Extracted material
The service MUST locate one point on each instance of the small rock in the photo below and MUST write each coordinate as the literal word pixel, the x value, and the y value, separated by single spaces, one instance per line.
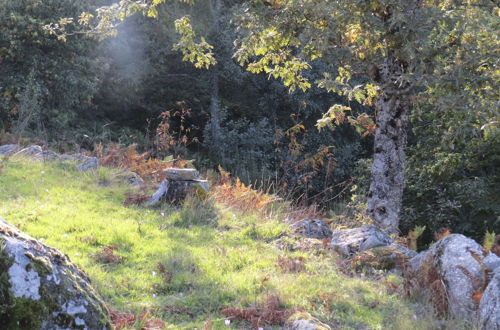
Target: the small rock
pixel 90 163
pixel 312 228
pixel 30 151
pixel 128 177
pixel 181 174
pixel 176 191
pixel 9 149
pixel 47 155
pixel 304 321
pixel 489 307
pixel 492 261
pixel 350 241
pixel 382 257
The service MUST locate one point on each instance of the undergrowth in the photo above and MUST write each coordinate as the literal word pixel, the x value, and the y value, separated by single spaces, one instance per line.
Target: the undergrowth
pixel 195 266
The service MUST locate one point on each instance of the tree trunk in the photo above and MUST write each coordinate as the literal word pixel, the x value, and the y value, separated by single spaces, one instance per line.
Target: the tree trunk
pixel 215 7
pixel 388 170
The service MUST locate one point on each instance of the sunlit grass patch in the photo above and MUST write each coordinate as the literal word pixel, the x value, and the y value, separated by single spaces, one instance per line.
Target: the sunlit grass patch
pixel 184 264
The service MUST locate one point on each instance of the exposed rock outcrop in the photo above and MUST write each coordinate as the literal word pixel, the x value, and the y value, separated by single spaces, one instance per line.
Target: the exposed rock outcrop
pixel 312 228
pixel 9 149
pixel 305 321
pixel 350 241
pixel 457 262
pixel 41 289
pixel 489 308
pixel 179 184
pixel 382 257
pixel 90 163
pixel 30 151
pixel 128 177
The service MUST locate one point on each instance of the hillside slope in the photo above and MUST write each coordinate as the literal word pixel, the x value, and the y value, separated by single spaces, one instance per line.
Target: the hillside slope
pixel 186 265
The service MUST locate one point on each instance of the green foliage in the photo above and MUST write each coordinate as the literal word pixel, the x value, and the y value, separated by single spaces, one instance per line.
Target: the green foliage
pixel 44 82
pixel 183 275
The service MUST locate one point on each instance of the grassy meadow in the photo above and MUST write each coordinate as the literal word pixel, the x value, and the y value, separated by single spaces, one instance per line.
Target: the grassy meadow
pixel 184 265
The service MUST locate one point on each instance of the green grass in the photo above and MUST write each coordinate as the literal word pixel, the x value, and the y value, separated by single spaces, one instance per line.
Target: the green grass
pixel 214 257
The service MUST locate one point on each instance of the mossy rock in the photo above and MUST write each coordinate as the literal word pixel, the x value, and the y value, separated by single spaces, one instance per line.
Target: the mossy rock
pixel 305 321
pixel 380 258
pixel 40 288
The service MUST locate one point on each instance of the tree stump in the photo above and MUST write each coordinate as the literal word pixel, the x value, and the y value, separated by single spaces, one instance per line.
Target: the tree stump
pixel 178 185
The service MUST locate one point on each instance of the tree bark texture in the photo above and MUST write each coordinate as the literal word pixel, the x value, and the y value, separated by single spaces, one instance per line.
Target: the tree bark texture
pixel 214 80
pixel 388 170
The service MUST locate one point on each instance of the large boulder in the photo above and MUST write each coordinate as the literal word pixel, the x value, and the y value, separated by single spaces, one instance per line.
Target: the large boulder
pixel 457 264
pixel 9 149
pixel 40 288
pixel 312 228
pixel 350 241
pixel 489 308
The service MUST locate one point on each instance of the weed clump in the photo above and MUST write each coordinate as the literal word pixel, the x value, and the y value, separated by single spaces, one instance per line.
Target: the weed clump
pixel 270 313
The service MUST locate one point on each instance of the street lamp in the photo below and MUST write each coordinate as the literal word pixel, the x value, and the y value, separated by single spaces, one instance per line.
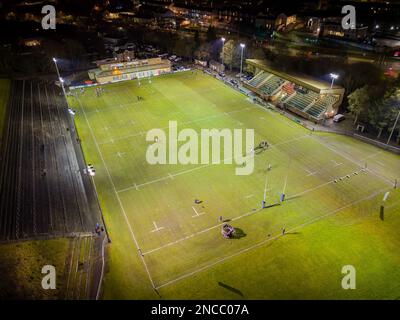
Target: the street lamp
pixel 394 127
pixel 59 77
pixel 334 76
pixel 222 53
pixel 242 45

Exercise aim
Return each of the items above word for word, omitting the pictures.

Written response
The service MUST locate one point on each instance of the small rock in the photo below and MUST write each coordinate as the literal word pixel, the x value, and the y value, separated by single spaces, one instance per line.
Target: the small rock
pixel 90 163
pixel 312 228
pixel 30 151
pixel 128 177
pixel 181 174
pixel 176 191
pixel 9 149
pixel 47 155
pixel 304 321
pixel 489 307
pixel 492 261
pixel 350 241
pixel 382 257
The service MUST locate one point on each instance of the undergrowth in the photo above and MUST write each coordinate as the literal word pixel, the x value, and the y value, separated by single spaces, one instance per line.
Target: the undergrowth
pixel 195 266
The service MUST locate one point on each instance of the tree trunk in the photo above and MUST write each coordinate as the literal word pixel, the x value, and the y value, separated by single spaces, one instance per line.
Target: the tree trunk
pixel 215 7
pixel 388 170
The service MUST locate one point on each instance of the sunlit grass patch in the photo above and MUST write each coordinate as the literal word pixel, the x value, and the y value, separated by single spaces, one instance per line.
Target: the sunlit grass patch
pixel 184 264
The service MUST locate one point on each instance of the exposed rock outcrop in the photo above and MUST write each coordinate as the literal word pixel, the x value, and the y value, separated by single spaces, one instance per line.
Target: the exposed rock outcrop
pixel 312 228
pixel 9 149
pixel 305 321
pixel 350 241
pixel 457 262
pixel 41 289
pixel 489 308
pixel 179 184
pixel 382 257
pixel 90 163
pixel 30 151
pixel 128 177
The service MUST locate one point on each instance of the hillside slope in the photo above and MUST write each coordinate as the literal word pixel, the x value, and the y value, separated by single spaces, one instance per line.
Target: the hillside slope
pixel 186 265
The service MUST locate one point on each instance of the green foliage in the photo above and MUST write each coordinate as the literal word pixel, the x value, and the y value, separated by single spaces, one instance per line.
Target: the green foliage
pixel 44 82
pixel 183 275
The service MUST locate one point on each instance of the grassy meadow in the photo above and MUST write each coordinate as the literal word pixel, the x value, and the y value, separated by single spaces, one instance per line.
Target: the grassy meadow
pixel 184 265
The service MUST locate one point on each instance of the green grass in the photo above and MUST write each coordinate as the literal word pixel, the x value, and the y value, separated by single spaces, one instance per line.
Target: the green grass
pixel 214 257
The service MUST locate one point on each instance of the mossy rock in the photo above and MUST write each coordinate as the literal word pixel, the x value, and the y value, separated by single spaces, one instance per line.
Target: the mossy rock
pixel 305 321
pixel 380 258
pixel 40 288
The service MUST locate one point on each instance of the tree stump in the photo above and MUST write each coordinate as the literal word pixel, the x value, and the y value, separated by single spaces, one instance per line.
Target: the tree stump
pixel 178 185
The service MUST locate one point on each instance of the tree bark texture in the photo above and MUST write each coordinate as the literal word pixel, the x value, and the y value, separated by single spaces, one instance per line.
Target: the tree bark texture
pixel 214 80
pixel 388 170
The service MUST locate one point on each instance of the large boulder in the photo above and MUST write each coordinate as the literal word pixel, the x value, and the y value, separated by single spaces, one instance per line.
Target: the large boulder
pixel 457 264
pixel 9 149
pixel 40 288
pixel 312 228
pixel 350 241
pixel 489 308
The service MUST locate one point on each instance of the weed clump in the photo above and MUST write each coordinate as the literal word pixel, the x value, and the y value, separated by single spaces, one instance per line.
Target: the weed clump
pixel 270 313
The service MUST locate one point on each instance of the street lamp in the photo below and MUST write each coordinate as the literal word pixel, the x value, and the y value, separated by single spaces, one instance per line.
Target: the street lamp
pixel 394 127
pixel 59 77
pixel 334 76
pixel 222 53
pixel 242 45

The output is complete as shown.